Fundamentals V training has come and gone, and what a week it was. Less than a week, to be exact, but it felt like longer. I can remember the trainers talking about the possibility that we may feel “fundamentally” changed by the end of the program. As usual, I was skeptical.
This morning, as I sit on JetBlue flight 686 and type, I am reflecting on this idea.
The first day, our leaders spoke of being born with certain tendencies, and I am well aware of mine. We had taken a Meyers-Briggs test before the second round of Fundamentals training at the Horace-Albright Training Center in the Grand Canyon.
My 4-letter personality schema was an INFP, with 26/30 for Intuition (N) and 30/30 for Feeling (F). Yes, I am a sensitive gal bordering on too sensitive said the gentleman who described an “NF” in the video we watched this past week. My Achilles heel is guilt, my quest is identity—appropriate for a doctoral student studying sustainability at the individual level—and my motto is “I’m an NF, and I’m here to help.”
The more I think about it, the more I believe that fundamentally, I have been the same person for my 31 years on this planet. It is less that I feel changed and more that with each new experience where I share myself as I truly am, I feel more myself. I feel the strength that seems to burn ever stronger from within. And I am able to feel a deep and profound love for the people around me, especially those who find value in this self.
I flirted with the idea of incorporating music into my interpretive programs when I was a seasonal park ranger at North Cascades National Park Complex. I loved to sing and could play a little guitar. I took popular songs and wrote new lyrics to fit the subjects of programs I offered.
But I was shy. I was still overcoming my fear of speaking to large audiences. I got up the nerve to sing at the end of one of my last evening programs that first year as a volunteer Student Conservation Association ranger, and that was it for a while.
I was inspired again to incorporate music into education when I was teaching with an environmental education non-profit program called Komo Kulshan Outdoor School (KKOS). Teachers would bring students up to a remote location in the Mount Baker-Snoqualmie National Forest and Puget Sound Energy realm of the Cascades, and we would teach them about river ecology—Pacific Salmon, macro-invertebrates, and native plants. One teach came with a backpacker guitar, and I was mesmerized. She knew all of these wonderful songs, and the small size of her guitar made it accessible and easily transportable.
So, I bought one and played it a bit. But I never quite worked up the nerve to play at our evening campfires, and soon the season was over and I lost all momentum. The backpacker guitar sat in a corner of my house, forlorn and untouched.
A few years later, I started a Watershed Art program to offer creative reflection and expression for 8th grade students at the local elementary school who were going through their second year of a stream and watershed stewardship program with a local non-profit. The culminating event was a performance where students shared vignettes they had written and practiced to teach the younger students in the school about good practices in stream and watershed stewardship. The students got so into the program that they spent hours practicing and creating sets to accompany their performances. One group composed a salmon rap and another student wrote salmon-inspired lyrics to the tune of “Stand By Me.”

## Point-per-instance localization records
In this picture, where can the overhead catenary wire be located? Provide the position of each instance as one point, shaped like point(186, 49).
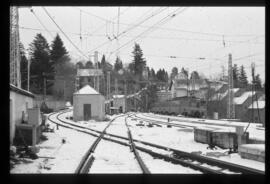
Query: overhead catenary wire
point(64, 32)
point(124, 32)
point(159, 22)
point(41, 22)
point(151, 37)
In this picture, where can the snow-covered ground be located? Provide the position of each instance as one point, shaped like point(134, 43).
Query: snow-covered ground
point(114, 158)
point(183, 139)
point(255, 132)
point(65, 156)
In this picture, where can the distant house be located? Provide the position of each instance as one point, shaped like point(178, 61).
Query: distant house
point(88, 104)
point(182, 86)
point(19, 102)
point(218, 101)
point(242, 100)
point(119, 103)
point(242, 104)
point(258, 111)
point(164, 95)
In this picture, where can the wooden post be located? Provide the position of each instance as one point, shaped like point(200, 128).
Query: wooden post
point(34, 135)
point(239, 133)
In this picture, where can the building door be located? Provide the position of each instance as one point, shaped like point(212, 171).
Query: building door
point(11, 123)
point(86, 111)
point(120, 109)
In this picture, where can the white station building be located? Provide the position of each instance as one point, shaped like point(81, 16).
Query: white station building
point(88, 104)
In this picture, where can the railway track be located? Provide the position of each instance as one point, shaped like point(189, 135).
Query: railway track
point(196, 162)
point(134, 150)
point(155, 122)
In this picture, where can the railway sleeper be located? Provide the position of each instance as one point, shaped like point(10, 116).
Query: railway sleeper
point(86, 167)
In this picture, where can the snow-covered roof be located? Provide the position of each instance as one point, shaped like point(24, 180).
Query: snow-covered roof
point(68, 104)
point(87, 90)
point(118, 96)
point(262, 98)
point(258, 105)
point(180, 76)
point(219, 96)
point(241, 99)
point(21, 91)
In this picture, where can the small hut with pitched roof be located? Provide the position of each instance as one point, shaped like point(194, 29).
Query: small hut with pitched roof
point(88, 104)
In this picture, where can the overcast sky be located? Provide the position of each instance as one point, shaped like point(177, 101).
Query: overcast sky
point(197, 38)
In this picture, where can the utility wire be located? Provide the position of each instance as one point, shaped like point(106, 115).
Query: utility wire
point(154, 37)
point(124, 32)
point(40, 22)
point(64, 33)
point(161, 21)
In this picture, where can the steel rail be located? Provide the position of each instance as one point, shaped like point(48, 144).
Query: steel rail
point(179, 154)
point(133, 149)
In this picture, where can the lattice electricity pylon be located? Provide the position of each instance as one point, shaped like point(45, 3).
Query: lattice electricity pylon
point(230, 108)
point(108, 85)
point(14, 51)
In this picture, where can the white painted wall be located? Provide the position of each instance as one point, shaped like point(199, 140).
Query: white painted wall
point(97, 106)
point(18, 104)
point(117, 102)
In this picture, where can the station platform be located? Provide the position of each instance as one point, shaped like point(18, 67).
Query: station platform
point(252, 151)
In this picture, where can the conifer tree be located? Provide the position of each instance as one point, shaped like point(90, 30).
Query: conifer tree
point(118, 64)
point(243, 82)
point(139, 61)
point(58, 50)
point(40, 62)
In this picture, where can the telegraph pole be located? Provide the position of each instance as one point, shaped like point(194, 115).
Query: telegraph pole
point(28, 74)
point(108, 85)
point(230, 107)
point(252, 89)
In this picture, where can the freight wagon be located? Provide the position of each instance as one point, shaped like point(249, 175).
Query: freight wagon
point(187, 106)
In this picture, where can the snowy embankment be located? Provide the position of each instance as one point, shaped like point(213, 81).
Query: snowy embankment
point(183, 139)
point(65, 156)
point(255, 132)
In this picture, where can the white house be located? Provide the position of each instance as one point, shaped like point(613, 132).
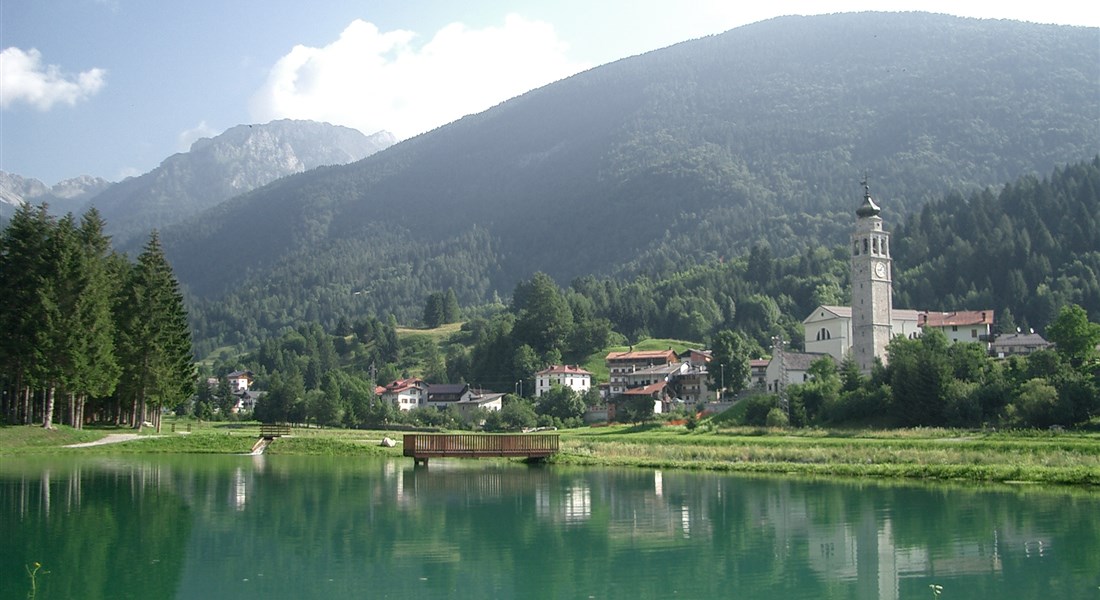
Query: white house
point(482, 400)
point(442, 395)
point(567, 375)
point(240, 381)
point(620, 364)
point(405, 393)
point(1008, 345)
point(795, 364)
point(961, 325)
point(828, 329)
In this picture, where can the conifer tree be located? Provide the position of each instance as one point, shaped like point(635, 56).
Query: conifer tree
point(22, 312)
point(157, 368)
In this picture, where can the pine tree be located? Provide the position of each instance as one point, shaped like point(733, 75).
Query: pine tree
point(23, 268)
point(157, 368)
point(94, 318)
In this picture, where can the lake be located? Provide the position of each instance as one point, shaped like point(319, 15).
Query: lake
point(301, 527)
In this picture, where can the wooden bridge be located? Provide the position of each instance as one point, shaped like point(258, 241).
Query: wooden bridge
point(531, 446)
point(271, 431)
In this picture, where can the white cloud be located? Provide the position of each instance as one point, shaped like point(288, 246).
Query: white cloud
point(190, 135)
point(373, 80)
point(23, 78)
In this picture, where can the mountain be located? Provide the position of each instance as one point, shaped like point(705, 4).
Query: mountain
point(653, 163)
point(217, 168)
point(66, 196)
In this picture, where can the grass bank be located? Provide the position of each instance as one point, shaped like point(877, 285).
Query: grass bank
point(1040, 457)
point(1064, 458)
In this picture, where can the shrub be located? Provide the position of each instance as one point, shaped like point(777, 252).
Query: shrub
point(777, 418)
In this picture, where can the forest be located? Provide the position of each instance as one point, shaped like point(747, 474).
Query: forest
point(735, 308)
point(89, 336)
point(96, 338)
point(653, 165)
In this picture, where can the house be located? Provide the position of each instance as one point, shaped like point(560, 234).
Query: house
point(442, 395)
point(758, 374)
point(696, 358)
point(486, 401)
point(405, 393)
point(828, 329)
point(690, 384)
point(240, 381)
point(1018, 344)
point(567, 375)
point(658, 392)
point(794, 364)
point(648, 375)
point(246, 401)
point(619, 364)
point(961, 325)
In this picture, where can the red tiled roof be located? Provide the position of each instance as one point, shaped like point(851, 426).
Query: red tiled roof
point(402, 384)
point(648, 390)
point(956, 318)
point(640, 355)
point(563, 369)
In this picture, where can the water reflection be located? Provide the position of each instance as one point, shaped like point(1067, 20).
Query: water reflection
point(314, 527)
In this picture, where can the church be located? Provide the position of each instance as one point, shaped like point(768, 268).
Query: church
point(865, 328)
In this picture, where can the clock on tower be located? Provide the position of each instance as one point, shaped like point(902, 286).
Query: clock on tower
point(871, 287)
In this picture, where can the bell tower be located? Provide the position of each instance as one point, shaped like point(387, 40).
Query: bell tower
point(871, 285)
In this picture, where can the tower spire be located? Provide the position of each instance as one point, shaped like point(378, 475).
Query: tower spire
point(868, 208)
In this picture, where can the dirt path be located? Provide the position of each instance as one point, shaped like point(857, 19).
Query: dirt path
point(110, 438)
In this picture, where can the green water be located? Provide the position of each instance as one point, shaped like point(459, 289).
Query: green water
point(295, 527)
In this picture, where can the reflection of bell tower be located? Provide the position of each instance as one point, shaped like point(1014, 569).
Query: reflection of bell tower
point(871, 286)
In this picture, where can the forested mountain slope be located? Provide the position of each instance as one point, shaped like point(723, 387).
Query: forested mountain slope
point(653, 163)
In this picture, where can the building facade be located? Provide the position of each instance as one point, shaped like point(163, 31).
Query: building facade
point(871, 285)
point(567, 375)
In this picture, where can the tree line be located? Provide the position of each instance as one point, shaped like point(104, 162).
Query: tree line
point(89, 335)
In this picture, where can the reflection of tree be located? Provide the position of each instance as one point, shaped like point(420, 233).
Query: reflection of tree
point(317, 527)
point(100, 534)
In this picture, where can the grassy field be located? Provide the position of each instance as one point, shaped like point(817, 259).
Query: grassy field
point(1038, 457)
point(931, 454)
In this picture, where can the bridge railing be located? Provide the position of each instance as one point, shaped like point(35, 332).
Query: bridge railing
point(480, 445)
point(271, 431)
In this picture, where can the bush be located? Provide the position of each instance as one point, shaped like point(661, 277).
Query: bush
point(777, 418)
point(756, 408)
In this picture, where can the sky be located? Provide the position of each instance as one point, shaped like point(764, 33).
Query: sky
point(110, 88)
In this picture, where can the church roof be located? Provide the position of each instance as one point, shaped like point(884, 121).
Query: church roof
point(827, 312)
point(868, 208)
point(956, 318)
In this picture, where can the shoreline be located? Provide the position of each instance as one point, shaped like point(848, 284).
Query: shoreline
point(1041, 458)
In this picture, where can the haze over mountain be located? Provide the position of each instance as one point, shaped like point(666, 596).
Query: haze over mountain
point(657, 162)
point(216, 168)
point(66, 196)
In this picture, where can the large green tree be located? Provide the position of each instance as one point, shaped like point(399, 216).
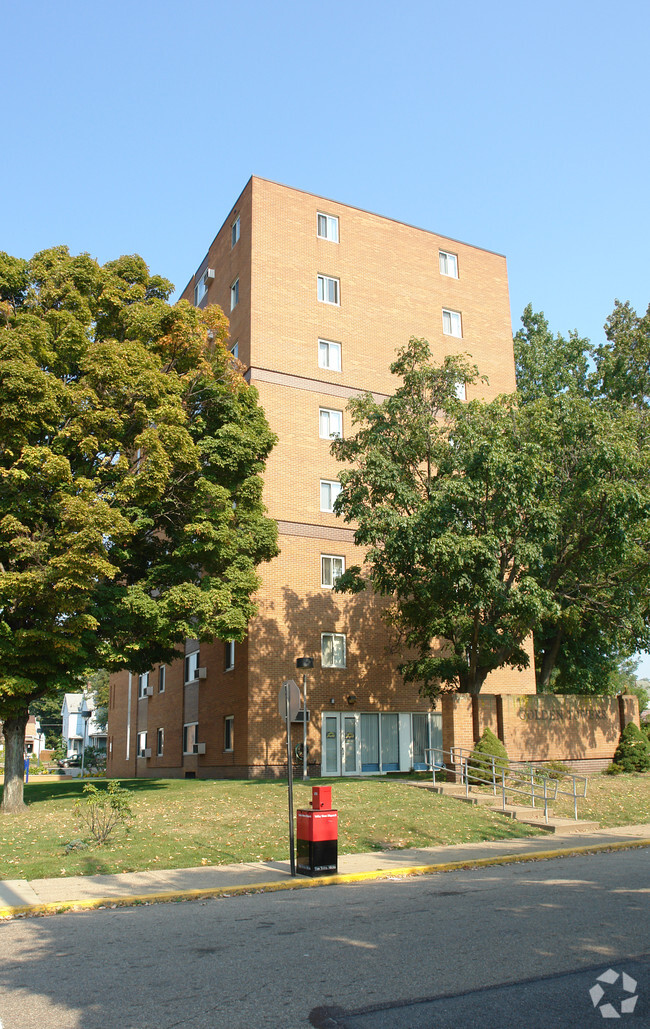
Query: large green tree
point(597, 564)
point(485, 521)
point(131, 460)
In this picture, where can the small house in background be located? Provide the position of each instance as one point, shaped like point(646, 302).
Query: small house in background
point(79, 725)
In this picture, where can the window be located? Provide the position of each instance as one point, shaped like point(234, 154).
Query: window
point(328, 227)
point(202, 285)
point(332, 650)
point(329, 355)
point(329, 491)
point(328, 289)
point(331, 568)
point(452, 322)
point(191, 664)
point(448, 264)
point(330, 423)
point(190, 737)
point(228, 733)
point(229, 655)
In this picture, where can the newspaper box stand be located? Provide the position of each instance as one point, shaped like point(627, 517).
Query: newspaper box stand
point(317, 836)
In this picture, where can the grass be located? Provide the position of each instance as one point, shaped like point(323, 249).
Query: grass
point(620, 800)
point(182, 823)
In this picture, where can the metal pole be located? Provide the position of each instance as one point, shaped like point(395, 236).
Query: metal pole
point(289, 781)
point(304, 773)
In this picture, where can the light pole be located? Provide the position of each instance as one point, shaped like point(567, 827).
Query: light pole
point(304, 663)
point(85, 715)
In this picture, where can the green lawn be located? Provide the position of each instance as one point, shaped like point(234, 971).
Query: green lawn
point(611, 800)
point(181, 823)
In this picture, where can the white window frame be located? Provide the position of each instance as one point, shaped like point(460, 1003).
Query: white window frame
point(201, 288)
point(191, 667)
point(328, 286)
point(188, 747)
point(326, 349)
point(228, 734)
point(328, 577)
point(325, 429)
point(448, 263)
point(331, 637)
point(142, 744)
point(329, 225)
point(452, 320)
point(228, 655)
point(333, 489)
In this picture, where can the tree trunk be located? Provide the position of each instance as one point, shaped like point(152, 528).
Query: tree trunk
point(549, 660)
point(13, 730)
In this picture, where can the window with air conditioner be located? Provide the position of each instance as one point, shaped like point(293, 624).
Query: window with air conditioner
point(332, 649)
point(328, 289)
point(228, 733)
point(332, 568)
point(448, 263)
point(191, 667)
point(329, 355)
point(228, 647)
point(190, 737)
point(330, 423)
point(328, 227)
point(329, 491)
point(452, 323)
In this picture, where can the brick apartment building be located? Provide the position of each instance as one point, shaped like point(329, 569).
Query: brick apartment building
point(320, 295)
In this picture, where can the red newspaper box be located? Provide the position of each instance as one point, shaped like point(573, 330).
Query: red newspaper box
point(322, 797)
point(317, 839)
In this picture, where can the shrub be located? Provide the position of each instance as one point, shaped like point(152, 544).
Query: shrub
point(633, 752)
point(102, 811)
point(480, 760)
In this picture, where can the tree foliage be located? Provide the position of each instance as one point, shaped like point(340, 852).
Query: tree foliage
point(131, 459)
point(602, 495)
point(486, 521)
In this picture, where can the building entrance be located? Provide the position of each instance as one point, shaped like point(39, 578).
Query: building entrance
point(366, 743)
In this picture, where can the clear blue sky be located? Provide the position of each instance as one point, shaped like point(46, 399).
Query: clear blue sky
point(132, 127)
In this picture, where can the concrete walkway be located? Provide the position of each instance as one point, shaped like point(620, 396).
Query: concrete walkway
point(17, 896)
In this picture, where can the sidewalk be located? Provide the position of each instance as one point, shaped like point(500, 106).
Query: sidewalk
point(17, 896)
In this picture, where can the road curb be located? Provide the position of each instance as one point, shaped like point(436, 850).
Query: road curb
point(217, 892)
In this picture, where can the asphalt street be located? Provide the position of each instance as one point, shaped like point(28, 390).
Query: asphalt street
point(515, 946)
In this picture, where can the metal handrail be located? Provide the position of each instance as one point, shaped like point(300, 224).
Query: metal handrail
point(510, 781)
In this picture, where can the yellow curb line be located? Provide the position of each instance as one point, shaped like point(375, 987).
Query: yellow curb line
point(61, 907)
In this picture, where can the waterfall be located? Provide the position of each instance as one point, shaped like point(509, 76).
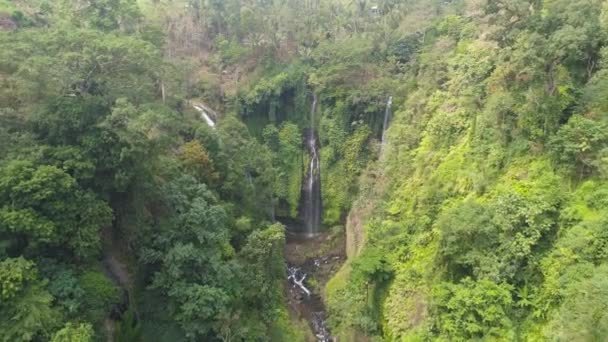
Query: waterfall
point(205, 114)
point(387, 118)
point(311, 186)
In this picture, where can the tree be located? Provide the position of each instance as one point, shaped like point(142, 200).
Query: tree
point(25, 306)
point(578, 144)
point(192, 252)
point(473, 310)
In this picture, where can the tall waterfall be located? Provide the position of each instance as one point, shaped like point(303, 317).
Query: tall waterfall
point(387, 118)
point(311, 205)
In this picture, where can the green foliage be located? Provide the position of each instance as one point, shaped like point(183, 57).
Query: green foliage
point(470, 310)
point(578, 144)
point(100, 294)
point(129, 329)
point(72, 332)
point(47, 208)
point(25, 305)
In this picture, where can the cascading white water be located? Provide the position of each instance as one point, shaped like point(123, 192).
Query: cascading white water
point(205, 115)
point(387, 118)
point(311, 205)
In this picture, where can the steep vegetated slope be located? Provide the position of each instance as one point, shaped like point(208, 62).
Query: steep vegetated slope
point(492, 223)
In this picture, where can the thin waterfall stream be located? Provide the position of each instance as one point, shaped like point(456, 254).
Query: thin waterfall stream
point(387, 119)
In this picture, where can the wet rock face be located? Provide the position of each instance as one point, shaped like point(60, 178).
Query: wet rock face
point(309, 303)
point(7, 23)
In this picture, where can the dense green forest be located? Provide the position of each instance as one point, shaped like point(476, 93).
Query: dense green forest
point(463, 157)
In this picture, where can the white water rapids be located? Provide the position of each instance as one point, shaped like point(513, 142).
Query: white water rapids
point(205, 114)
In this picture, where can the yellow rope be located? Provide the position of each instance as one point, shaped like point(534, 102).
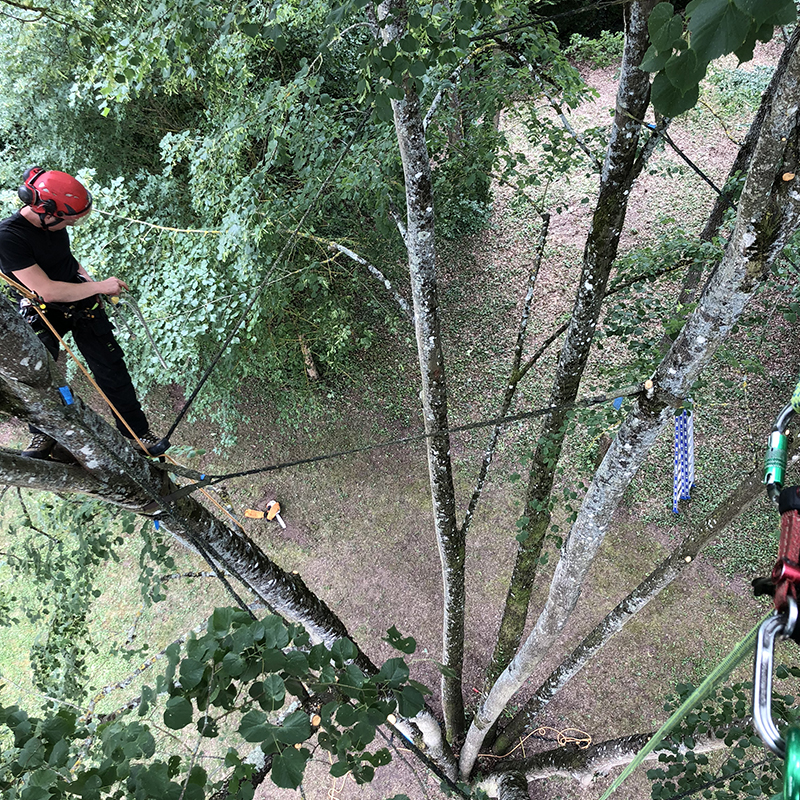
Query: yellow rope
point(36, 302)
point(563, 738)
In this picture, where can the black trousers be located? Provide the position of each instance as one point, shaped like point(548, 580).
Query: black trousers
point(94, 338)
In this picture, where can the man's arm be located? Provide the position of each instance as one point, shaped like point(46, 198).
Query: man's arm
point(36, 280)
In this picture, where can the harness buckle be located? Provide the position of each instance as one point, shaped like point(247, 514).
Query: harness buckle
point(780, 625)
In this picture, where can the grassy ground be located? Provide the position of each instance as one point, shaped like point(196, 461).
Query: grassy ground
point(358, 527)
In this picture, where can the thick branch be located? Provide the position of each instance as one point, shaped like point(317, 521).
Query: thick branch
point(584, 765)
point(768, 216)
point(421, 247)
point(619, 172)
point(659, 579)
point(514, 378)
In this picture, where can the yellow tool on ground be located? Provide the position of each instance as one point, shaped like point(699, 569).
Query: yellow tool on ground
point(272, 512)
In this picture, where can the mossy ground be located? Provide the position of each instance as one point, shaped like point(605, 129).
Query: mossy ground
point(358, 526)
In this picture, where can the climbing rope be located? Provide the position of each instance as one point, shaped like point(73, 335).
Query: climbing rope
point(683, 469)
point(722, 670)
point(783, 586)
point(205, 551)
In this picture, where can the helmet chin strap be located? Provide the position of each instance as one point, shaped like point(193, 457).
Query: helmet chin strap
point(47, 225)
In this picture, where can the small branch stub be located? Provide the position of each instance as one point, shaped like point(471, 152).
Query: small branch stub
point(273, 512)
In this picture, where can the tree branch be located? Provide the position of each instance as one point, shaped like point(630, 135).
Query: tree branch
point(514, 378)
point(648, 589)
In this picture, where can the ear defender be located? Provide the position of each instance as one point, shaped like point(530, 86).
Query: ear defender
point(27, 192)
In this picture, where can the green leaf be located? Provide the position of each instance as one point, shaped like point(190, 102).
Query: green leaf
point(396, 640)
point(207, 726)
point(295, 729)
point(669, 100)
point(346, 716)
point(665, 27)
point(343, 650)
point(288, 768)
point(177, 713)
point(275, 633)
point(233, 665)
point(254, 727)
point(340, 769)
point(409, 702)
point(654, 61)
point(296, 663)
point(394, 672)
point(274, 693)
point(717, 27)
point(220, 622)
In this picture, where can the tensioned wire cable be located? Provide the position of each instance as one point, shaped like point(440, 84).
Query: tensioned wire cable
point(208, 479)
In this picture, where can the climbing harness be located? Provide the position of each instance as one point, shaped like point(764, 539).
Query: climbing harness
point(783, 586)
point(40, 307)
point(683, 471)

## WHAT THE TASK REQUIRES
Answer these questions using the reflection on Fundamentals V training:
1. What four-letter personality type did the writer's Meyers-Briggs test give?
2. At which national park complex did the writer work as a seasonal park ranger?
3. To the tune of what song did one student write salmon-inspired lyrics?

## TASK RESPONSE
1. INFP
2. North Cascades National Park Complex
3. "Stand By Me"